◆ **Written instruction**: Print all the entries verbatim.

◆ **Records shown**:
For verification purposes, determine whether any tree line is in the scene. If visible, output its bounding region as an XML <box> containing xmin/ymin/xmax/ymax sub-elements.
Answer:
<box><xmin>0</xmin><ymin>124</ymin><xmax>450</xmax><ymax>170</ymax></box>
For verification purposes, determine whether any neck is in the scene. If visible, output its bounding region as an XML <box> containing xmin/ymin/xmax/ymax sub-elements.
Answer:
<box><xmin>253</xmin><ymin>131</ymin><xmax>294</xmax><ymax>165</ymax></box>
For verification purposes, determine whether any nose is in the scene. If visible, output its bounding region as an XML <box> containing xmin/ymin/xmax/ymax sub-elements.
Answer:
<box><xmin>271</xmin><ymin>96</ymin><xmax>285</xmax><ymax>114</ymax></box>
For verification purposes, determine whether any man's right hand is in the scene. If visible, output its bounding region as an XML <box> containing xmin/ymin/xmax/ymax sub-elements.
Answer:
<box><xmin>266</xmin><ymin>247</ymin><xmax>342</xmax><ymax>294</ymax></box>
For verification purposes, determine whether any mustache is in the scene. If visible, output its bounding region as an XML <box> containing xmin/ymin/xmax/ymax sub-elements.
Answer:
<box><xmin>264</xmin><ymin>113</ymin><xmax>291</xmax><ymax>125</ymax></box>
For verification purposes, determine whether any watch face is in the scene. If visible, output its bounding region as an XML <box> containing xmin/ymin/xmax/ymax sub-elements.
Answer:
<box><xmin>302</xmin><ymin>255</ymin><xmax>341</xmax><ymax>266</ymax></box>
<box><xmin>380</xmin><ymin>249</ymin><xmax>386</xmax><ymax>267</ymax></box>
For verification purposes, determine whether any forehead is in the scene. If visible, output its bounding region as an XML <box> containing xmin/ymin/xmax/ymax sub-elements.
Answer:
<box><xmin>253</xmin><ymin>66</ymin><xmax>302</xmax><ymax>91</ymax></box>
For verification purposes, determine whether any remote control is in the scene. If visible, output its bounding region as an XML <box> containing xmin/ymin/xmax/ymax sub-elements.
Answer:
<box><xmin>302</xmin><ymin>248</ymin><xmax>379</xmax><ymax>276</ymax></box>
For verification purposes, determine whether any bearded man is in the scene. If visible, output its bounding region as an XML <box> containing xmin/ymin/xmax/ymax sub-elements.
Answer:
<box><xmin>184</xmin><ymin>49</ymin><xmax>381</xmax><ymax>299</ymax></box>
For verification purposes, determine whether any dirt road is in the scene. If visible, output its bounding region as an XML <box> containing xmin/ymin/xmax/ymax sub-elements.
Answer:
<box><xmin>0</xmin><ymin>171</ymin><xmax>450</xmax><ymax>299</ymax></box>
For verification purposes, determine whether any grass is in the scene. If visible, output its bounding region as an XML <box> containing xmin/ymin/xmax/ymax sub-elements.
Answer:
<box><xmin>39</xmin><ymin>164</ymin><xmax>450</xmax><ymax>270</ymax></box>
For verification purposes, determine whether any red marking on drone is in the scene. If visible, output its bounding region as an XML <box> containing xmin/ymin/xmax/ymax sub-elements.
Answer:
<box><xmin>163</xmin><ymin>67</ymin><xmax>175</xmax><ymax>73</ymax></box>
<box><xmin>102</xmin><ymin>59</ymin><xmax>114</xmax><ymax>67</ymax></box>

◆ **Written answer**:
For verification purposes, determine whether any tree line is in the scene. If visible, output its bounding region as an XML <box> containing xmin/ymin/xmax/ymax sub-elements.
Answer:
<box><xmin>0</xmin><ymin>124</ymin><xmax>450</xmax><ymax>170</ymax></box>
For verification purposes, determine whether any neck is in the scene. If visible, output its bounding region as an XML <box> containing xmin/ymin/xmax/ymax sub-elements.
Answer:
<box><xmin>253</xmin><ymin>131</ymin><xmax>294</xmax><ymax>165</ymax></box>
For verification purposes, determine whether any nose is in the scene. If visible, output its bounding region as an XML <box> containing xmin/ymin/xmax/ymax sub-elements.
Answer:
<box><xmin>271</xmin><ymin>96</ymin><xmax>285</xmax><ymax>114</ymax></box>
For verification purposes, determine whether any man's right hand is in the scene. If visible, output its bounding region as an XML <box> containing xmin/ymin/xmax/ymax sub-elements.
Answer:
<box><xmin>266</xmin><ymin>247</ymin><xmax>342</xmax><ymax>294</ymax></box>
For verification purposes, determine whether any mustache is in the scene. If visible, output its bounding region as an XML <box> containing xmin/ymin/xmax/ymax sub-elements.
Answer:
<box><xmin>264</xmin><ymin>113</ymin><xmax>291</xmax><ymax>125</ymax></box>
For verification purposes, determine whether any watch face is in the scene. If visible, output its bounding region as an XML <box> containing xmin/ymin/xmax/ymax sub-elements.
Answer:
<box><xmin>302</xmin><ymin>255</ymin><xmax>341</xmax><ymax>266</ymax></box>
<box><xmin>380</xmin><ymin>249</ymin><xmax>386</xmax><ymax>267</ymax></box>
For verification purposes, determine whether any forehead is in the scene. If visible, output its bounding region as an XML <box> containing xmin/ymin/xmax/ymax sub-elements.
Answer:
<box><xmin>253</xmin><ymin>66</ymin><xmax>302</xmax><ymax>91</ymax></box>
For verification purposes, determine whether any remote control is in the scene. If visible, output its bounding region as an XML <box> containing xmin/ymin/xmax/ymax sub-elements.
Answer:
<box><xmin>302</xmin><ymin>248</ymin><xmax>379</xmax><ymax>276</ymax></box>
For verification purposes, determine whether any bearded man is in the scene. If visible, output its bounding region as an XML <box> containing xmin/ymin/xmax/ymax sub-elements.
Answer:
<box><xmin>184</xmin><ymin>49</ymin><xmax>381</xmax><ymax>299</ymax></box>
For verification purposes, determine whether any dirt road is in the scene. If visible, output its bounding region as an XML <box> containing xmin/ymin/xmax/ymax sub-elements.
Answer:
<box><xmin>0</xmin><ymin>171</ymin><xmax>450</xmax><ymax>299</ymax></box>
For verification purposes, determine whether any grass is in the scene. If visible, output its bounding region as an XML <box> containing xmin/ymin/xmax/ymax sub-elements.
Answer:
<box><xmin>39</xmin><ymin>164</ymin><xmax>450</xmax><ymax>270</ymax></box>
For verification purposes, determine whether any red marking on drone is in the scene. If visible, output its bounding region as an XML <box> containing xmin/ymin/xmax/ymax sub-elements.
Answer:
<box><xmin>163</xmin><ymin>67</ymin><xmax>175</xmax><ymax>73</ymax></box>
<box><xmin>102</xmin><ymin>59</ymin><xmax>114</xmax><ymax>67</ymax></box>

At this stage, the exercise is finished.